**WORK REQUIRED**
Copy out, character for character, the part of the items below that opens with the line containing "the red stigma" and closes with the line containing "<point>156,372</point>", including both of those lines.

**INPUT DATA**
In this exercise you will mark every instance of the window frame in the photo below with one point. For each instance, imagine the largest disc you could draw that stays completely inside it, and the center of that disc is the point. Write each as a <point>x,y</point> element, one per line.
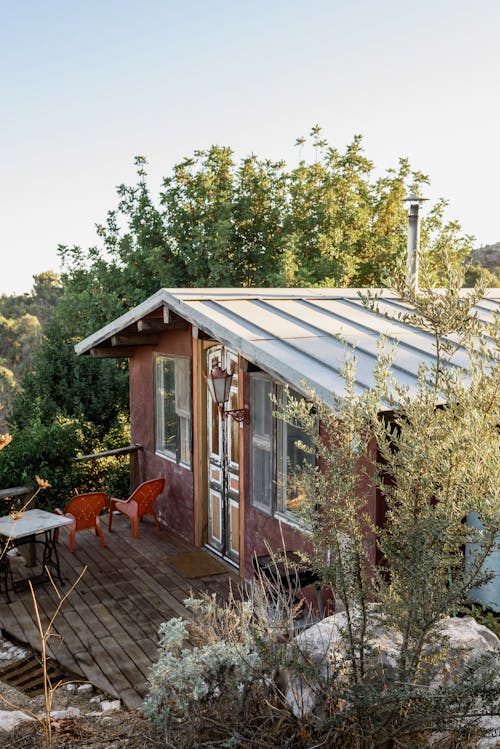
<point>276,507</point>
<point>183,411</point>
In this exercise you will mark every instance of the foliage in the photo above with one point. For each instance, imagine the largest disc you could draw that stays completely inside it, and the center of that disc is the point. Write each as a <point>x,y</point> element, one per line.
<point>436,455</point>
<point>22,319</point>
<point>49,449</point>
<point>256,222</point>
<point>215,680</point>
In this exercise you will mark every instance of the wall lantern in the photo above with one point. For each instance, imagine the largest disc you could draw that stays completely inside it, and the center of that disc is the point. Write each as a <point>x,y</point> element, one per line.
<point>219,385</point>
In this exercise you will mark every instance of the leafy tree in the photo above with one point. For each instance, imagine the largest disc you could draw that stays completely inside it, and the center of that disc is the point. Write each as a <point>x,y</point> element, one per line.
<point>435,459</point>
<point>218,222</point>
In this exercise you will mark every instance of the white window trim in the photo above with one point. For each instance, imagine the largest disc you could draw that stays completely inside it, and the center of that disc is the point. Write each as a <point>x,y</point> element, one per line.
<point>185,413</point>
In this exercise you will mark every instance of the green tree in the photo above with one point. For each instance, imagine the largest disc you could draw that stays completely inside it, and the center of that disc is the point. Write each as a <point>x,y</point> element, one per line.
<point>434,456</point>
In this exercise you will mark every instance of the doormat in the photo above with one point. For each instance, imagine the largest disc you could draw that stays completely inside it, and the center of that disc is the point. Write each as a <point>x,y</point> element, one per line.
<point>196,564</point>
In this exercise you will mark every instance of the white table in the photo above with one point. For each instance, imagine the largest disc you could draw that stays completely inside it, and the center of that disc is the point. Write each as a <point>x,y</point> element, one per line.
<point>35,526</point>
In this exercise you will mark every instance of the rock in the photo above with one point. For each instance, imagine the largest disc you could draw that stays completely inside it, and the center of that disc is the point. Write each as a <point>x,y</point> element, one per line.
<point>69,712</point>
<point>108,706</point>
<point>85,688</point>
<point>9,653</point>
<point>322,648</point>
<point>10,719</point>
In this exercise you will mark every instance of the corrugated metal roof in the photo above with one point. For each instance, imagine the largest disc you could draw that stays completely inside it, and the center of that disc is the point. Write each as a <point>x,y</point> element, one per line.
<point>301,336</point>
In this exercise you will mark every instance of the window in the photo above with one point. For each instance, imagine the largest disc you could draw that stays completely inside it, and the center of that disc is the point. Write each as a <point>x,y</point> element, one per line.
<point>290,458</point>
<point>261,463</point>
<point>274,452</point>
<point>173,408</point>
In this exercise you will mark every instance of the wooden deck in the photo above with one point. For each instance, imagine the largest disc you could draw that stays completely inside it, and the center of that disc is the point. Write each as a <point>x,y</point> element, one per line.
<point>108,625</point>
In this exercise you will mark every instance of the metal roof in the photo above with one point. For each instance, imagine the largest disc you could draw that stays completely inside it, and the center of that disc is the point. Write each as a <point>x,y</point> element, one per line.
<point>300,336</point>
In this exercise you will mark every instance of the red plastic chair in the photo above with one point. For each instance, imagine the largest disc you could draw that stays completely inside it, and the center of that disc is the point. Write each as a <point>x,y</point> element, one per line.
<point>139,503</point>
<point>84,509</point>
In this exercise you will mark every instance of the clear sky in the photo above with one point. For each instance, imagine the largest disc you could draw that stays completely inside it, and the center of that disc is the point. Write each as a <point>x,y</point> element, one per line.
<point>86,86</point>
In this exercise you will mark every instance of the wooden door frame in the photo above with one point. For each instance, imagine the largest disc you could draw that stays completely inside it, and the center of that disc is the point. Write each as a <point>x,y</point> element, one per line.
<point>200,447</point>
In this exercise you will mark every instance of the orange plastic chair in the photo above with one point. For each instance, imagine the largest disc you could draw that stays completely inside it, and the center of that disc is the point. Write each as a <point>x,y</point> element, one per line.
<point>84,509</point>
<point>139,503</point>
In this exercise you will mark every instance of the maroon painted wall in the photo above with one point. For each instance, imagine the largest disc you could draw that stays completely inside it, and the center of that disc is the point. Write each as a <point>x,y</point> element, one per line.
<point>175,505</point>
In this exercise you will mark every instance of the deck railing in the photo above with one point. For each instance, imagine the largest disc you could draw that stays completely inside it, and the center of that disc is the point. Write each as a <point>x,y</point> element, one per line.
<point>135,470</point>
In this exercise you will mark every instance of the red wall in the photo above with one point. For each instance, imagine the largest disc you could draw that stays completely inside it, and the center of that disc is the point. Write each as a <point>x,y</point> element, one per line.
<point>175,505</point>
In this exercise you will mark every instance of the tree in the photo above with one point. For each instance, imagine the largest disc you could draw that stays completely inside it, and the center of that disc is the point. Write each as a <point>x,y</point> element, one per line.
<point>434,457</point>
<point>218,222</point>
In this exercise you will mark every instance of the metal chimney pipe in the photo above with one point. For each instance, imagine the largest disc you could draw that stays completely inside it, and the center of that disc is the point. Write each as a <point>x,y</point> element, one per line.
<point>413,244</point>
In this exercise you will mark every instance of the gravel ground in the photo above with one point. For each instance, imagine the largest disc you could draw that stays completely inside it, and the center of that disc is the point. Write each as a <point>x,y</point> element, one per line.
<point>120,729</point>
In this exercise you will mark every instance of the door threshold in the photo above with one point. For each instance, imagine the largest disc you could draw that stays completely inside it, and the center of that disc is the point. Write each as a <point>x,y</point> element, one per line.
<point>220,555</point>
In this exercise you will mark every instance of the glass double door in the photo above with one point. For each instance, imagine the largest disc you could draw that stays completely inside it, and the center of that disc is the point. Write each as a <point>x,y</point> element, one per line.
<point>223,464</point>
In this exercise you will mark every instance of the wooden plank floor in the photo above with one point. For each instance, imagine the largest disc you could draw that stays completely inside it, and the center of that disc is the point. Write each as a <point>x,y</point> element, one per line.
<point>107,628</point>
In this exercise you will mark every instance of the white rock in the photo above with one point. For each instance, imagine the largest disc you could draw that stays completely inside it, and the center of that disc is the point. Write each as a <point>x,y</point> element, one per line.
<point>322,648</point>
<point>9,719</point>
<point>85,688</point>
<point>70,712</point>
<point>108,706</point>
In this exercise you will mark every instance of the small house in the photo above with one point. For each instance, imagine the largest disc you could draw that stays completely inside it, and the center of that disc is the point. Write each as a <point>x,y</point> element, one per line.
<point>222,462</point>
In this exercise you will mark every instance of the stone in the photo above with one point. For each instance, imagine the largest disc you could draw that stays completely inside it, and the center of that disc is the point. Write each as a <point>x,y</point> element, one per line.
<point>109,706</point>
<point>322,648</point>
<point>85,688</point>
<point>10,719</point>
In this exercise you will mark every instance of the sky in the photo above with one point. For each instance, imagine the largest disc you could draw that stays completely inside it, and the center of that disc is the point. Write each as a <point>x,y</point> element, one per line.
<point>87,86</point>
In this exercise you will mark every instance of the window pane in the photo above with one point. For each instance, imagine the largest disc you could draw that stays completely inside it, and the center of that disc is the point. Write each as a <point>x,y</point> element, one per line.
<point>290,459</point>
<point>166,420</point>
<point>173,408</point>
<point>261,476</point>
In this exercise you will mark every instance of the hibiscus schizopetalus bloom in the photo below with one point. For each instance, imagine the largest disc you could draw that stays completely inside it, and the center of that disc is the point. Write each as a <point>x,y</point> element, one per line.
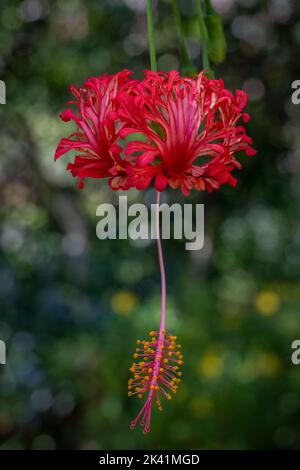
<point>188,133</point>
<point>95,142</point>
<point>191,131</point>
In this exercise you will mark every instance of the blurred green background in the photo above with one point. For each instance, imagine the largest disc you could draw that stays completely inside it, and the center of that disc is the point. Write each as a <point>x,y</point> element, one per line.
<point>72,306</point>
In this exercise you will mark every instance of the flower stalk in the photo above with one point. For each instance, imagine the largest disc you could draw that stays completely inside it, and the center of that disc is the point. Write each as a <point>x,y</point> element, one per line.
<point>153,62</point>
<point>203,34</point>
<point>188,63</point>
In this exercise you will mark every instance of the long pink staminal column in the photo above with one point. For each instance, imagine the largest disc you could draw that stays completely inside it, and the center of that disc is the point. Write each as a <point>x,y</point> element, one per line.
<point>157,373</point>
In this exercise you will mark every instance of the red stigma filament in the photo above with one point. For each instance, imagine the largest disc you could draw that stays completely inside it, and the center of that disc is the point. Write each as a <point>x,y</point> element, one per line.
<point>156,372</point>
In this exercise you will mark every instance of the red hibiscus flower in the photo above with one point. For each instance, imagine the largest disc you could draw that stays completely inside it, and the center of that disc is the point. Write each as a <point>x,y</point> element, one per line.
<point>191,131</point>
<point>95,142</point>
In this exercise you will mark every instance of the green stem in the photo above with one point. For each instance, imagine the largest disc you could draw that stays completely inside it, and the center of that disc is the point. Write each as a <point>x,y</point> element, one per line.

**RESPONSE TO THIS EXERCISE**
In this exercise you will mark every instance of the red stigma filament in the photo above with one point. For each instance, imagine the largest disc you could draw that stays completely inside it, and the center of that disc is the point. Write each as a <point>x,y</point> element, one per line.
<point>156,372</point>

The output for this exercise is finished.